Près de la moitié du coût d'exploitation des usines de dessalement d'eau de mer, faisant appel à la technologie de l'osmose inverse, est affectée à la consommation électrique. Il est donc important de maîtriser ce poste de dépense et, avant tout, de l'évaluer. Chaque cas doit faire l'objet d'une étude particulière, car la demande en énergie électrique dépend de nombreux facteurs : caractéristiques physico-chimiques de l'eau de mer, valeurs choisies pour les paramètres de dimensionnement des osmoseurs, rendement des équipements électro-mécaniques, ? et, en particulier, du choix du système de récupération de l'énergie hydraulique du concentrât.
Les besoins en énergie électrique pour le dessalement de l'eau de mer par osmose inverse sont tels qu'ils constituent la part la plus importante des coûts d'exploitation, comme le montre la figure 1. C’est donc dans cette direction que les recherches et les développements ont toujours été orientés, et continuent à l’être, pour obtenir les gains ayant les répercussions les plus importantes sur le coût de la production d'eau douce à partir de l'eau de mer.
Tout bilan énergétique, effectué lors de la conception des usines de dessalement, doit être exhaustif au niveau des besoins des composants électriques, et prendre en compte de nombreux paramètres pour aboutir à un résultat réaliste. Il devra être fait appel à des composants présentant les meilleurs rendements mécaniques, hydrauliques et électriques, mais offrant également toutes les garanties de bon fonctionnement.
Récupération de l’énergie du concentrat
Dès que l’osmose inverse a été appliquée au dessalement de quantités importantes d’eau de mer, on a tout naturellement pensé à
récupérer l’énergie hydraulique du concentrat, qui est de l’ordre de 55 % de celle nécessaire à la mise en pression des modules d’osmose inverse.
Les premiers systèmes de récupération ont utilisé des pompes centrifuges multi-étagées fonctionnant en turbine. Puis il a été fait appel à des turbines hydrauliques spécifiques, dont la technologie est issue des turbines utilisées pour l’entraînement des alternateurs des usines hydro-électriques. Étant donné la pression d’alimentation élevée, le type de turbine le plus adapté est celui utilisant le principe de la roue Pelton (Figure 2).
□ □ □ □ □ □ □
# SÉRIE D'EXERCICES
(A) Dites si chacune des affirmations suivantes concorde avec l'extrait sur le dessalement, en répondant par oui ou par non et en citant mot pour mot le passage qui tranche : (i) l'énergie hydraulique du concentrat représente environ 55 % de celle nécessaire à la mise en pression des modules d'osmose inverse ; (ii) les premiers systèmes de récupération utilisaient des turbines à roue Pelton ; (iii) près de la moitié du coût d'exploitation de ces usines est consacrée à la consommation électrique.
(B) Poursuivez l'extrait sur le dessalement de l'eau de mer à partir de sa dernière phrase.

[Extrait d'un fichier de données]
□ □ □ □ □ □ □
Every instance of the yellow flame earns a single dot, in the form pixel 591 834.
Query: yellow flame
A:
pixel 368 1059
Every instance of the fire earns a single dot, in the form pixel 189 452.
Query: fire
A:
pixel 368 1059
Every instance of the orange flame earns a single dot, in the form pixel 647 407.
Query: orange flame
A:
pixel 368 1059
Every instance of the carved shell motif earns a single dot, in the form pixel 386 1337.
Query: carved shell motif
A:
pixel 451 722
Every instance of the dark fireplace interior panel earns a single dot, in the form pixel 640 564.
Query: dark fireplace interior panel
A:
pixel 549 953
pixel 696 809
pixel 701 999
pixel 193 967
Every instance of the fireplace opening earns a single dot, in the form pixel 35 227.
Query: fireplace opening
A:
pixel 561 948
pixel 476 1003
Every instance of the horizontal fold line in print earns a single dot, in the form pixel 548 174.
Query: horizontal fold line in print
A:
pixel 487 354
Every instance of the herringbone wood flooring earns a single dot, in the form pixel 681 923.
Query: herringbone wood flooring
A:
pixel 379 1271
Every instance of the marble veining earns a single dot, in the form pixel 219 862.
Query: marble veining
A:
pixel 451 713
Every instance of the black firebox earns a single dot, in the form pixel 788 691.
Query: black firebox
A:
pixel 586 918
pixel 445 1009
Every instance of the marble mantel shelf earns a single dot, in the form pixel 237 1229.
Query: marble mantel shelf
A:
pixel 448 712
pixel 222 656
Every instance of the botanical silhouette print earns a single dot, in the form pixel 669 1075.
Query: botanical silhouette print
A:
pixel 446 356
□ □ □ □ □ □ □
# RÉPONSES FOURNIES
(A)
(i) Oui : « récupérer l’énergie hydraulique du concentrat, qui est de l’ordre de 55 % de celle nécessaire à la mise en pression des modules d’osmose inverse »
(ii) Non : « Les premiers systèmes de récupération ont utilisé des pompes centrifuges multi-étagées fonctionnant en turbine. »
(iii) Oui : « Près de la moitié du coût d'exploitation des usines de dessalement d'eau de mer, faisant appel à la technologie de l'osmose inverse, est affectée à la consommation électrique. »

(B)
Le système de récupération indirecte de l’énergie du concentrat est constitué d'un moteur à deux sorties d’arbre ; l'une étant dédiée à l’entraînement de la pompe haute-pression alimentant les modules d’osmose inverse, l’autre étant accouplée à la turbine de récupération (Figure 3).
La puissance nécessaire à l'entraînement de la pompe haute-pression est donc fournie par le moteur électrique et la turbine de récupération.
Les turbines de récupération Pelton sont utilisées depuis plus de vingt ans. Elles sont adaptées aux unités de dessalement de toute taille, présentant des débits de concentrat de 10 à 1000 m³/h. Leur rendement n’a cessé d’être amélioré, pour atteindre actuellement près de 90 %.
Pour les unités de dessalement, de petites et moyennes capacités, il peut être utilisé une turbine de récupération entraînant une pompe centrifuge placée en série avec la pompe haute-pression proprement dite. Dans ce cas la pression d’alimentation fournie aux modules d’osmose inverse est obtenue par la somme des pressions délivrées par les deux pompes (Figure 4).
Les turbopompes peuvent être alimentées par un débit de concentrat pouvant aller jusqu’à 200 m³/h, leur rendement étant de l’ordre de 60 %.
Il a été développé d'autres systèmes de récupération de l’énergie du concentrat, faisant appel à une récupération directe, à savoir que l’énergie hydraulique est directement transférée dans le circuit d’alimentation haute-pression des modules d’osmose inverse. Ce transfert s’effectue à l’aide d'échangeurs de pression à piston, fonctionnant alternativement pour l’alimentation des modules, puis pour l’évacuation du concentrat.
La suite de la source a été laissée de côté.